● PASSAGE SHOWN:
-- BEGIN --
[libcxx-commits] [PATCH] D144499: [libc++][format] Improves width estimate.

Wed Apr 12 12:25:14 PDT 2023

tahonermann added a comment.

This looks great. I added comments for some minor issues.

I used the following for cross reference purposes. I didn't validate every range, but I did most of them and didn't find any discrepancies.

- https://util.unicode.org/UnicodeJsps/list-unicodeset.jsp?a=%5B%3AEast_Asian_Width%3DFullwidth%3A%5D%5B%3AEast_Asian_Width%3DWide%3A%5D%5B%3ABlock%3DYijing_Hexagram_Symbols%3A%5D%5B%3ABlock%3DMiscellaneous_Symbols_And_Pictographs%3A%5D%5B%3ABlock%3DSupplemental_Symbols_And_Pictographs%3A%5D&ucd=on&g=&i=

================
Comment at: libcxx/test/libcxx/utilities/format/format.string/format.string.std/code_point_width_estimation.pass.cpp:55-57
+  // The first 256 non valid code points
+  for (char32_t c = 0x110000; c <= 0x1000FF; ++c)
+    test(c);
----------------
The values don't make sense here; the initial value is larger than the condition value so the loop body is never entered.

================
Comment at: libcxx/test/libcxx/utilities/format/format.string/format.string.std/code_point_width_estimation.pass.cpp:62-63
+  // Entries after the table have a width of 1.
-- END --
● WHAT YOU HAVE TO DO:
Retype everything in the code review comment from "This looks great." down to "find any discrepancies.".

● GIVEN INFORMATION:
-- BEGIN --
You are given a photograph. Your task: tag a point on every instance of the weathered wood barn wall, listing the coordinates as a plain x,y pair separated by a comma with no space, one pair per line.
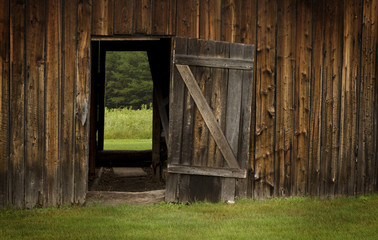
314,113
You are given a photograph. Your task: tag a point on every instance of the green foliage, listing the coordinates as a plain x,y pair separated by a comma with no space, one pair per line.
128,124
343,218
127,144
128,80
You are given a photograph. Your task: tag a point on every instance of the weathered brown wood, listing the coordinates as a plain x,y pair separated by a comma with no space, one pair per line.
206,113
351,69
331,117
123,17
35,83
204,81
248,36
82,101
17,98
142,16
233,117
302,96
188,148
240,64
176,123
241,189
102,17
285,96
208,171
317,102
161,17
367,152
4,101
265,100
68,98
210,19
231,18
53,85
156,135
219,92
186,22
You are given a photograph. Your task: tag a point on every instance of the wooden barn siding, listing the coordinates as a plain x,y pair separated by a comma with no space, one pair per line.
314,113
314,108
44,100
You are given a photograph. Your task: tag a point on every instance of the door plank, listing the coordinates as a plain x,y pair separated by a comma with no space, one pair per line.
209,118
203,61
208,171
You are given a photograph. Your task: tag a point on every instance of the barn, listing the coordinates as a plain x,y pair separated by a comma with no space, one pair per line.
255,98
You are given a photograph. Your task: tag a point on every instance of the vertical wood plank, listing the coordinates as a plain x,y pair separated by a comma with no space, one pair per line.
302,96
123,17
367,153
316,98
249,36
4,101
35,83
210,19
142,16
188,128
286,52
68,99
161,17
265,99
332,74
52,110
17,103
219,93
102,17
187,18
351,70
82,100
176,104
245,123
204,80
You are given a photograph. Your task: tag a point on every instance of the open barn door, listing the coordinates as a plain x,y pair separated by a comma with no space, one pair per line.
209,123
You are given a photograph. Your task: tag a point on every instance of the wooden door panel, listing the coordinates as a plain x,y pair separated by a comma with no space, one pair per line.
211,93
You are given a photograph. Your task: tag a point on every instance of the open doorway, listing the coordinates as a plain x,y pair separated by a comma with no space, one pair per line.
143,88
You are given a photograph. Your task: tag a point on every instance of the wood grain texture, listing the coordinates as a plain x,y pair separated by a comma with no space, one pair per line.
219,92
176,123
17,103
265,99
285,97
367,152
351,70
209,118
186,22
210,19
331,96
68,98
317,103
35,83
102,17
4,101
123,17
82,96
142,16
52,162
161,17
302,96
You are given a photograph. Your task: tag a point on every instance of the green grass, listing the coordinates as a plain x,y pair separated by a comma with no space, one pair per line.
292,218
127,144
128,124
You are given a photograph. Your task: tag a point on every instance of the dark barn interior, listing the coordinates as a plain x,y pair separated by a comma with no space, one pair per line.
313,115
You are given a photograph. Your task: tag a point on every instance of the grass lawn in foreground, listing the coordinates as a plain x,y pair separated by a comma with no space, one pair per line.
127,144
292,218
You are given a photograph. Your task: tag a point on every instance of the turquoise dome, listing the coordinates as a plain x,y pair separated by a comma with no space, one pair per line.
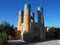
27,6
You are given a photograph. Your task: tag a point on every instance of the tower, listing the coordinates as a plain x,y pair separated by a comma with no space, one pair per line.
20,20
32,17
26,22
41,23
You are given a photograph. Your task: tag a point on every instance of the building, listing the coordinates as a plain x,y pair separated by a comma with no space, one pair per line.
30,30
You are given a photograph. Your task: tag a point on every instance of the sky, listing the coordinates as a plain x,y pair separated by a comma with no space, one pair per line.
51,10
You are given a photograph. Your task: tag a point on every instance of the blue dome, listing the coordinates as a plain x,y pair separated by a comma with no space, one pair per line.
40,9
27,6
-- END --
● WRITTEN RESPONSE:
This looks great. I added comments for some minor issues.

I used the following for cross reference purposes. I didn't validate every range, but I did most of them and didn't find any discrepancies.